Fragmento del texto:
El valor del hábito, queridas novicias, viene dado “no sólo porque contribuye al decoro de la religiosa [o del sacerdote] en su comportamiento externo o en el ejercicio de su ministerio, sino sobre todo porque evidencia en la comunidad eclesiástica el testimonio público que cada sacerdote o religiosa está llamado a dar de su propia identidad y especial pertenencia a Dios”13. ¡Jamás nos avergoncemos de esta dignísima identidad!

3. Vestido de novia

El hábito religioso es, además, para ustedes que son novicias, como el vestido de novias. La virginidad consagrada –que es para el mundo de hoy una locura– pero cuya dignidad se ve confirmada en la imagen de la Virgen de Nazaret y está completamente fundada en el radicalismo del ideal que propone el Verbo Encarnado a quien quiera entender es el ideal de la dedicación exclusiva al Verbo Encarnado, análogamente a como una esposa se dedica a su esposo y a sus hijos. Por tanto, la virginidad consagrada, que Ustedes han abrazado, se fundamenta en particular en un sí profundo y constante en el orden nupcial; en la donación de sí mismas por amor, de manera total y sin reservas.

Evidentemente la virginidad en su significación evangélica comporta la renuncia al matrimonio y por ello a la maternidad física. Pero esta renuncia no causa frustración –como muchos piensan, incluso familiares nuestros– porque la virginidad abre todo el ser a una maternidad según el espíritu; a una maternidad espiritual que se expresa de múltiples maneras. Entiéndase bien: la virginidad no priva a la mujer de sus características propias: el amor esponsal, que nutre por Cristo, hace que ella se abra a todos y cada uno.

El Magisterio de la Iglesia en la Lumen Gentium ha expresado perfectamente esta verdad, presten atención: “Y nadie piense que los religiosos, por su consagración, se hacen extraños a los hombres o inútiles para la sociedad terrena. Porque, si bien en algunos casos no serven directamente a sus contemporáneos (como los contemplativos), los tienen, sin embargo, presentes de manera más íntima en las entrañas de Cristo y cooperan espiritualmente con ellos”14.

Por eso, queridas hermanas, esta sublime vocación, que es a la vez maternal, nupcial y virginal deben aprender a vivirla en la escuela del Inmaculado Corazón de María Santísima. Su identidad a partir de ahora es la de consagradas y esta identidad se ilumina y se enriquece a la luz de las enseñanzas de esta Bondadosa Madre que quiere que también sus hijos seamos buscadores de Dios, amantes de Dios, felices de vivir separados del mundo, pero solícitos para con nuestros hermanos que viven en el mundo y unidos a ellos mediante el vínculo de la caridad en Cristo, felices de vivir en la ‘casa de Dios’ como en una familia, arraigada en la obediencia y en la caridad.

Tarea asignada: Prosigue el texto sobre el hábito religioso y la virginidad consagrada a partir de su última oración. El material no hace falta para esto.

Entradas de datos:
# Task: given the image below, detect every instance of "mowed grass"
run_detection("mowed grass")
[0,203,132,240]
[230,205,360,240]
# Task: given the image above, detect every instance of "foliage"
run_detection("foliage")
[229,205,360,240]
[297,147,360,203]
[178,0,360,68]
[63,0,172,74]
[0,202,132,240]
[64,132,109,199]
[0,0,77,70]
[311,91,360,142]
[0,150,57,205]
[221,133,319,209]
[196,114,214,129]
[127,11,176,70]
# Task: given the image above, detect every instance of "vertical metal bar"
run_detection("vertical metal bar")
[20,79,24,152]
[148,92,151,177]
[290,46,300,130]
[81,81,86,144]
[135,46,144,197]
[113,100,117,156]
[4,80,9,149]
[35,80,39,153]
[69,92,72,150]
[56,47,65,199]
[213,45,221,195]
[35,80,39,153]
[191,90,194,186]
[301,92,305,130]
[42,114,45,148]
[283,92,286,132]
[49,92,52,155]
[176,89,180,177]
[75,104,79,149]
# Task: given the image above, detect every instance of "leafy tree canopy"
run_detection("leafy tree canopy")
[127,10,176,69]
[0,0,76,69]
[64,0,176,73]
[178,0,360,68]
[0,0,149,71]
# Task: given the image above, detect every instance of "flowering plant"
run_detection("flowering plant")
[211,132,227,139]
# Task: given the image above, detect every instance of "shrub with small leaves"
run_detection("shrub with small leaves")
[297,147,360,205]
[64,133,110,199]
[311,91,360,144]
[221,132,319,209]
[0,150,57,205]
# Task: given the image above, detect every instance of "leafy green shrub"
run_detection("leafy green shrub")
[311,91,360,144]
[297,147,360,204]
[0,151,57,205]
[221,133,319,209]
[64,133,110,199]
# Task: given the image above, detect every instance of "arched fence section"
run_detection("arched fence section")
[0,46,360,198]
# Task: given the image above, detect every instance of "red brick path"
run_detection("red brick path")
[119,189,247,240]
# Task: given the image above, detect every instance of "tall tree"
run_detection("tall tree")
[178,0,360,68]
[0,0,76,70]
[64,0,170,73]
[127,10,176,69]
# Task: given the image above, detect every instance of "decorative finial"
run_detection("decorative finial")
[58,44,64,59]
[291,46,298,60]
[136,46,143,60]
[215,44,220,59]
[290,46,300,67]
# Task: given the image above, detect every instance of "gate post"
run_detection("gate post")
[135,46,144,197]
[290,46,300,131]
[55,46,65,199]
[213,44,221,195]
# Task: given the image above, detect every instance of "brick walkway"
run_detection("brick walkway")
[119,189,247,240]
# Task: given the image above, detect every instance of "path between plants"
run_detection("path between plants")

Respuesta:
Muchas veces el Papa polaco remarcaba que los religiosos somos “un signo vivo del siglo futuro15 –y agregaba– “signo que se enraíza mediante el hábito”16. De modo tal, que el hábito religioso viene a ser testimonio coherente y sereno, pero también valeroso, de aquello para lo cual vivimos. Es decir, “para imitar al Verbo Encarnado casto, pobre, obediente e hijo de María”17; habla de nuestra misión que “se fundamenta en la convicción de que es necesario que El reine18; habla de que “toda nuestra riqueza consiste en darnos al Verbo”19 porque como dice San Juan de la Cruz “todo lo mejor de acá, comparado con aquellos bienes eternos para que somos criados, es feo y amargo”20, y así, por medio de todo esto, queremos alcanzar el más alto fin que es la unión con Dios.

Por eso la toma de hábito es de alguna manera una celebración que nos transporta al futuro, que se inicia, sí, aquí el día de hoy, pero que se prolonga a lo largo de toda nuestra vida y apunta a la eternidad, a ese cielo nuevo y tierra nueva21 que no pasarán.

Nuestras Constituciones con acentos de suavísima caridad paternal que encierran a la vez un fervoroso anhelo del corazón y un amoroso precepto, nos piden que “amemos, pues, el hábito, que se nos debe hacer piel”22. Que este sea nuestro deseo fervoroso hoy y siempre.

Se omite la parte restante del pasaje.